▶ **Passage shown**:

In terms of raw numbers, McNair had the upper hand. He completed 27-of-52 passes for 534 yards and five touchdowns and rushed for 99 yards and another score. His 633 yards were 10 off the Division I-AA record for total offense. But in a change of fortunes for McNair, he couldn’t produce the magic that had made him 3-0 against Eddie Robinson during his college career.
“He’s just a great athlete,” Robinson said. “It’s a bittersweet win for us.” Known for his last-second heroics, McNair had one final shot at rallying his team to an unprecedented fourth consecutive victory over Grambling.
Trailing by six points with 1:39 left in the game, the senior quarterback moved his team from the Alcorn 37 to Grambling’s 11 and had two shots at the end zone. On third-and-10 with four seconds remaining, McNair’s pass went through the arms of receiver Percy Singleton.
“He hit the kid right in the numbers offensive coordinator Ricky Taylor said. “All he had to do was hang on. Then we kick the extra point and win the game.”
On the game’s final snap, McNair scrambled right and fired a bullet to fullback Tony Bullock in the right corner of the end zone, but freshman Christopher Singleton broke up the play as time expired. “Their defensive end got the jump up field and rushed us out of the pocket,” Taylor said. “He forced us to one side f the field and that cut down on our chances.”
Grambling took the lead for good with nine minutes left in the game. Nord capped a five-play, 65-yard drive with a 25-yard scoring pass to Curtis Ceasar. The two teams combined for 1,318 yards total offense, as Grambling rolled up 612 and Alcorn gained 706. Grambling wingback Tyronne Jones caught six passes for 157 yards and three touchdowns, and Ceasar had five catches for 144 yards and three touchdowns.

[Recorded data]

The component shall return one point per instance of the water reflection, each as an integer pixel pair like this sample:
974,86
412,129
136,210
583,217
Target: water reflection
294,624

▶ **Requirement A**: Transcribe the account of the Alcorn–Grambling game from "In terms of" to "his college career.".
▶ **Requirement B**: Pick up the account of the Alcorn–Grambling game after its final sentence and write what comes next.

▶ **Response area A**:
In terms of raw numbers, McNair had the upper hand. He completed 27-of-52 passes for 534 yards and five touchdowns and rushed for 99 yards and another score. His 633 yards were 10 off the Division I-AA record for total offense. But in a change of fortunes for McNair, he couldn’t produce the magic that had made him 3-0 against Eddie Robinson during his college career.

▶ **Response area B**:
Turnovers were the biggest culprit for Alcorn. Grambling cornerback Akili Johnson intercepted two McNair passes and recovered a fumble by running back Harry Brown.
The game was billed as a matchup for the ages. The strapping young Heisman hopeful versus the legend played out in front of a braying crowd.
The Alcorn State quarterback was a consistent pain for Robinson in three prior meetings, whipping the Tigers in every fashion possible during his college career. In prior outings, McNair’s feats left Grambling slack-jawed, frustrated and crowing about next year.
But the game was for more than just bragging rights between bitter rivals. Forget for a moment that Alcorn coach Cardell Jones was trying to become the first to play Robinson four times and remain undefeated.
Also put aside the fact that the Braves could have joined Jackson State as the only schools to defeat Grambling four consecutive years. This was a meeting of two early favorites for the SWAC title.
With the win, Grambling moved to the forefront of what should be a great race. Alcorn is relegated to playing catch-up.
“Now every weekend, we’ve got to sit back and see what Grambling does,” said Alcorn’s Marcus Hinton, who caught nine passes for 184 yards. This hurts. But we did all we could and we left it on the field.”
The other 2012 inductees into the Black College Football Hall of Fame …
Willie Brown (DB, Grambling State University, 1959-1963)
Harry Carson (DE, South Carolina State University, 1972-1975)
Eldridge Dickey (QB, Tennessee State University, 1964-1967)
James “Shack” Harris (QB, Grambling State University, 1965-68)
Claude Humphrey (DE, Tennessee State University, 1964-1967)
Willie “Wonderful Willie” Richardson (WR, Jackson State University, 1959-1962)
Johnny Sample (DB/RB, Maryland Eastern Shore, 1954-1958)
Rayfield “Big Cat” Wright (OL, Fort Valley State, 1963-1966)
Cleve Abbott (Head Coach, Tuskegee, 1923-1954)
Jackie Graves (Former NFL Scout, former director of personnel for the Philadelphia Eagles)
The Black College Football Hall of Fame Selection Committee is comprised of journalists, historians and former football executives from around the country. The committee includes Ernie Accorsi, Charles Bailey, Gil Brandt, Charles Garcia, Donald Hunt, Mike Hurd, Ty Miller, Roscoe Nance, Charlie Neal and Lloyd Vance.